__ANFORDERUNGEN__
[1] Beantworte diese Fragen kurz mithilfe des ausgewählten Textes:
(a) Um wie viel Uhr brechen die drei Kumpel am Samstag auf?
(b) Wie viele Höhenmeter umfasst der Anstieg bis zum 1. Trail?
(c) Seit welchem Tag ist der vierte Kollege schon vor Ort?
[2] Fasse den Absatz des ausgewählten Textes, der mit „Einer der Kumpel druckst“ beginnt, knapper zusammen und behalte dabei die wesentlichen Fakten bei.

Vier Mountainbiker sitzen zusammen in der Kneipe und besprechen, wann und wo sie sich das nächste Mal zu einer Wochenendtour in den Alpen verabreden können.
Einer der Kumpel druckst den ganzen Abend rum und weiß nicht, wie er es den anderen beibringen soll, dass er voraussichtlich von seiner Frau nicht schon wieder Ausgang bekommt. Als er endlich mit der Sache rauskommt, wird er natürlich den Rest des Abends damit aufgezogen. Völlig frustriert schiebt er ab und wünscht den Kumpeln noch ein schönes Bikewochenende.

Die drei Kumpel machen sich am nächsten Samstag in der Früh um fünf Uhr auf, um zeitig am Einstieg des 1. Trails zu sein .

Als sie sich nach einem 1200hm Anstieg bis zum 1. Trail hochgearbeitet haben, sehen sie ihren vierten Kollegen, der dort im Klappstuhl neben einem Zelt sitzt, das Bike neben sich , Protektoren schon an , ein kleines Lagerfeuer im Rücken und eine dampfende Tasse Kaffee in der Hand hat .

"Wo kommst du denn jetzt her? Du hattest doch keinen Ausgang?"

"Ich bin schon seit Freitag hier!"

"Und, wie kommt das so plötzlich?"

"Ach, als ich am Donnerstag nach Hause kam und mich gerade noch für ein Bier vor die Glotze setzen wollte, stand meine Frau hinter mir und hielt mir die Augen zu."
"Als ich ihre Hände von meinen Augen gefaltet hatte, stand sie in einem durchsichtigen Nachthemd hinter mir und sagte:
"ÜBERRASCHUNG! Bring mich ins Bett, fessele mich und mach was du willst!"

"Was soll ich sagen: "HIER BIN ICH!"


----------



## Jobi (13. November 2009)

__DATENEINTRÄGE__
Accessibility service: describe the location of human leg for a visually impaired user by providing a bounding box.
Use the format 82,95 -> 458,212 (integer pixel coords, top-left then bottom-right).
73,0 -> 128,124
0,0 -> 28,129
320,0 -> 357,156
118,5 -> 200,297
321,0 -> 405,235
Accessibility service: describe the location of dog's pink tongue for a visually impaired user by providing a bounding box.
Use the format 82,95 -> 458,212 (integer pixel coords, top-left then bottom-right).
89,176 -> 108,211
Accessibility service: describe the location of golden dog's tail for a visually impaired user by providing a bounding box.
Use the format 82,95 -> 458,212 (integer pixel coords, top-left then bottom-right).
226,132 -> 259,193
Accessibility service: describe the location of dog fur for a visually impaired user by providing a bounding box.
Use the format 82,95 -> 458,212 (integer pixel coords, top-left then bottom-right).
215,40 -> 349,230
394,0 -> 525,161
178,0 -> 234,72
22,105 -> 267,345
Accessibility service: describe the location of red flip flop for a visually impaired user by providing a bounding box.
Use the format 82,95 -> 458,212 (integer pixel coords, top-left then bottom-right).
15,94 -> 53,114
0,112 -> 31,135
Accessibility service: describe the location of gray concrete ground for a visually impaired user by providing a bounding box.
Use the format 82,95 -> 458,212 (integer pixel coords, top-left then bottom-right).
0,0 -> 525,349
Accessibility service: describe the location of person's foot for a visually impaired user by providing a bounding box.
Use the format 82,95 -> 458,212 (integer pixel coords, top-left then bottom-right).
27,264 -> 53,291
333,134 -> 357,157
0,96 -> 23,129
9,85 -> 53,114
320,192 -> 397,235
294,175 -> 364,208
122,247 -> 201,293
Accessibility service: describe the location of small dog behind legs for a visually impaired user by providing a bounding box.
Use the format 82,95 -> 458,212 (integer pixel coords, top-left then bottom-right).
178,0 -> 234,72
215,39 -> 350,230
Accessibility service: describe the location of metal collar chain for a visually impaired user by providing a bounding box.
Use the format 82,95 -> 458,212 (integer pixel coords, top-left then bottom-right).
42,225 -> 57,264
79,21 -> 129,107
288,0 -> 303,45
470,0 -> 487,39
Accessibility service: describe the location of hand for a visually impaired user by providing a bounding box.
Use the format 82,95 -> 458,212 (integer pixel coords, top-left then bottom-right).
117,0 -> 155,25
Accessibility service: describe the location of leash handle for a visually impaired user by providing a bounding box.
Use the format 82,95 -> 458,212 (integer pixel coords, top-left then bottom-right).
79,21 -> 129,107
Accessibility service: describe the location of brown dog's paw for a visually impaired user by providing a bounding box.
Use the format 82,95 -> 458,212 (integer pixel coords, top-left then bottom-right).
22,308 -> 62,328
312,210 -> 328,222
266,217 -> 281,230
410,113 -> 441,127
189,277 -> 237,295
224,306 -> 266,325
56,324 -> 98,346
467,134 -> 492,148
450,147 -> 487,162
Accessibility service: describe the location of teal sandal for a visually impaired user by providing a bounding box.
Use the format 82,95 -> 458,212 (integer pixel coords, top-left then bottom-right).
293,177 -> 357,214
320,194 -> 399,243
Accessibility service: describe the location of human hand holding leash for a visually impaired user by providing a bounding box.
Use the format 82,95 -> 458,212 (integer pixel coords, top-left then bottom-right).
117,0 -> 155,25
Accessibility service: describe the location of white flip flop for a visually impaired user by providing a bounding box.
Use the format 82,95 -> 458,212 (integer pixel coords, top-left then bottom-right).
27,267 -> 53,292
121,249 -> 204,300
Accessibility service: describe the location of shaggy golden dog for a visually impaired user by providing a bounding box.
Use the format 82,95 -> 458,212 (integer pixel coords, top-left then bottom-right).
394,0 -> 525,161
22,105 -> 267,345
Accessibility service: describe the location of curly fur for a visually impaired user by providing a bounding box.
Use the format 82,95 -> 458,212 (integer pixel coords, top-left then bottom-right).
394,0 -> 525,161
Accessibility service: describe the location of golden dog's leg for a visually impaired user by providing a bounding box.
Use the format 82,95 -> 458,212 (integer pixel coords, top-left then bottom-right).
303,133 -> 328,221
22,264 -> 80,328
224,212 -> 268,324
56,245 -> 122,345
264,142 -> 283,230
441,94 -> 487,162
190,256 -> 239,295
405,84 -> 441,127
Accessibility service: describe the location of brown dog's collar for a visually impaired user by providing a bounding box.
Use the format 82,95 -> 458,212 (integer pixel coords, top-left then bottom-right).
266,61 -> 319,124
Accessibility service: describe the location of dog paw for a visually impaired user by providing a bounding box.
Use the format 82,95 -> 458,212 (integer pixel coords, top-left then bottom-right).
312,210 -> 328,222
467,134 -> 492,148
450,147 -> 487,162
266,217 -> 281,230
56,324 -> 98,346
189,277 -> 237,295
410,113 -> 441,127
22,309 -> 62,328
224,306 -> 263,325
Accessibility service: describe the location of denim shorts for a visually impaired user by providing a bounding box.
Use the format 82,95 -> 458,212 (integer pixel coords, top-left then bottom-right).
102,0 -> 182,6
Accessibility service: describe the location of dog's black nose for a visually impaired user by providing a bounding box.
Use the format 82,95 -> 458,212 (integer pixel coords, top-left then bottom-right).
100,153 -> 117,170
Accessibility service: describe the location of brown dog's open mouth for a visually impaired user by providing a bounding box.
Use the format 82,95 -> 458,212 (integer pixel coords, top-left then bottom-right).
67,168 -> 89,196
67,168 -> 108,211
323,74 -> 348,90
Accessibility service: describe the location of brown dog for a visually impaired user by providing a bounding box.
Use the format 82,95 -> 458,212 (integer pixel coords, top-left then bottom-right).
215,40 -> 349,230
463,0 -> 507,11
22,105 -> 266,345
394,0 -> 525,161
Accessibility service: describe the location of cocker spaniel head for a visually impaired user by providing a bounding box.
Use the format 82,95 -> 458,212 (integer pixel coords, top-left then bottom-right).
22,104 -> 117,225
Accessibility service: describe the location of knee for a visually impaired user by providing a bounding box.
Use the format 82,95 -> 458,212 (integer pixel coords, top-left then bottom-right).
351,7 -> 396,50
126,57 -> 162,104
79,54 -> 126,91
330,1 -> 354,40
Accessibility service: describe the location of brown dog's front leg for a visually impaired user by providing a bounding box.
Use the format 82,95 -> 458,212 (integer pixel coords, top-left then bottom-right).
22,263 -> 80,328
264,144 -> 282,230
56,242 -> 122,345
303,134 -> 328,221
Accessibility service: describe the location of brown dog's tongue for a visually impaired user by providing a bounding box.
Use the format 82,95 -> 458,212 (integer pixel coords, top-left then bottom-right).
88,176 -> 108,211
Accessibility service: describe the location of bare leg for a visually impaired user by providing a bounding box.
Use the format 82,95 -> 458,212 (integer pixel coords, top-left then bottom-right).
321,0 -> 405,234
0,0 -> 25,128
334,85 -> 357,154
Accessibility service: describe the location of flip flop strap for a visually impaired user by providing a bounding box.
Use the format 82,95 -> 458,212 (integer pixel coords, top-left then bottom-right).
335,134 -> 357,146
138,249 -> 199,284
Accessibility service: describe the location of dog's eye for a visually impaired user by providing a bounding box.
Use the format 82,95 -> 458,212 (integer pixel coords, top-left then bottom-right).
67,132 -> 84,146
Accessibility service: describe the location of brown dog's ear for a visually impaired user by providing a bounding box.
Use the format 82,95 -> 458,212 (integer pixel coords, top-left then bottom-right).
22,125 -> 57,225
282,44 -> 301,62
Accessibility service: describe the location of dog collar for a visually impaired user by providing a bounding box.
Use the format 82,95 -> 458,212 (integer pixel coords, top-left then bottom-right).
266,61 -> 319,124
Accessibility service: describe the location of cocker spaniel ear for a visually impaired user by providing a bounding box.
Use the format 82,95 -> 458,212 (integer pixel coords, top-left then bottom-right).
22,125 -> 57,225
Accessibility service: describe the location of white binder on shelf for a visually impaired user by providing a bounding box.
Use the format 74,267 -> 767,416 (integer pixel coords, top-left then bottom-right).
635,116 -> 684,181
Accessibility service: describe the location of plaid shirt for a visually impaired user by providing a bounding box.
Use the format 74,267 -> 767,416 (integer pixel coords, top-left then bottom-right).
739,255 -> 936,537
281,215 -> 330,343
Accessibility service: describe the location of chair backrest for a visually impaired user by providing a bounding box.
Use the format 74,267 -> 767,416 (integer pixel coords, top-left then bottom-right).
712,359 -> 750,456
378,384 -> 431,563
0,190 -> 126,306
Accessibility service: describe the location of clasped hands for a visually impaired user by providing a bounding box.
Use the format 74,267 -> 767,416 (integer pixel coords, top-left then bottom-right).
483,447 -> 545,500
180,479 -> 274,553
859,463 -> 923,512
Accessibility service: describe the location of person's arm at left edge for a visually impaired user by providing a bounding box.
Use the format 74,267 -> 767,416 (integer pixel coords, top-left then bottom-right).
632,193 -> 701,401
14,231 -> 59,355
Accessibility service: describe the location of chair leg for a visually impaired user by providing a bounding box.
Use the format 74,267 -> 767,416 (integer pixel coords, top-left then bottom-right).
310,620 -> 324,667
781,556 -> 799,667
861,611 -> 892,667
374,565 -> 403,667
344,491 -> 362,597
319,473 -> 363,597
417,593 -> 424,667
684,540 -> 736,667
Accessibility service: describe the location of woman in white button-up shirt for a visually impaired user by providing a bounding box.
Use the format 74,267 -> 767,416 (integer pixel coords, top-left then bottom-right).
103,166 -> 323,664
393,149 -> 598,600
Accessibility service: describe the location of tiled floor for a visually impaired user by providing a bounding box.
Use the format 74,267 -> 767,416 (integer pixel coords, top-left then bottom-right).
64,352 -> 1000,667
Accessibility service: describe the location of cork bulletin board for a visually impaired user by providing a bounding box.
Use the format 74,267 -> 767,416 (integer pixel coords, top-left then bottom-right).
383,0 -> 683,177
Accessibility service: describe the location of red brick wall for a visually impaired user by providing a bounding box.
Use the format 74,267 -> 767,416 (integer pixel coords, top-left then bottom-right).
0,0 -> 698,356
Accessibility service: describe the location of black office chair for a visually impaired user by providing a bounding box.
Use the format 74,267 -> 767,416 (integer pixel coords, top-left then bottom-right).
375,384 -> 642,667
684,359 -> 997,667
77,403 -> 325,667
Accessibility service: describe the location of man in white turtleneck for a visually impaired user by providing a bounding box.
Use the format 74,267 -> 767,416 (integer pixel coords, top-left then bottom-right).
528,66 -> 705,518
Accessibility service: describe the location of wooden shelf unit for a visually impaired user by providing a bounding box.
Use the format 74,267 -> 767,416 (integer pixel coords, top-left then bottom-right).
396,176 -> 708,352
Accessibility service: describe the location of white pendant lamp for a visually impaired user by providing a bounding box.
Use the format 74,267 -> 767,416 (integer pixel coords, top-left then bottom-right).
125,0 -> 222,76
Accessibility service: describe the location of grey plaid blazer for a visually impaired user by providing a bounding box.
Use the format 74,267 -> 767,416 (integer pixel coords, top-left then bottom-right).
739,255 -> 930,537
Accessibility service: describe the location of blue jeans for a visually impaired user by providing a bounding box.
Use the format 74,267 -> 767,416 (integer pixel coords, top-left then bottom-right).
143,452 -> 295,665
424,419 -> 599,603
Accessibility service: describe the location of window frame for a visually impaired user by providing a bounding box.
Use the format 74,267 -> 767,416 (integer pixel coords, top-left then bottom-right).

__ANTWORTEN JE AUFGABE__
[1]
(a) Um fünf Uhr früh.
(b) 1200 Höhenmeter.
(c) Seit Freitag.

[2] Einer der Kumpel weiß den ganzen Abend nicht, wie er den anderen sagen soll, dass ihm seine Frau wohl nicht schon wieder Ausgang gibt. Als er es endlich gesteht, ziehen ihn die anderen für den Rest des Abends damit auf. Frustriert geht er und wünscht ihnen noch ein schönes Bikewochenende.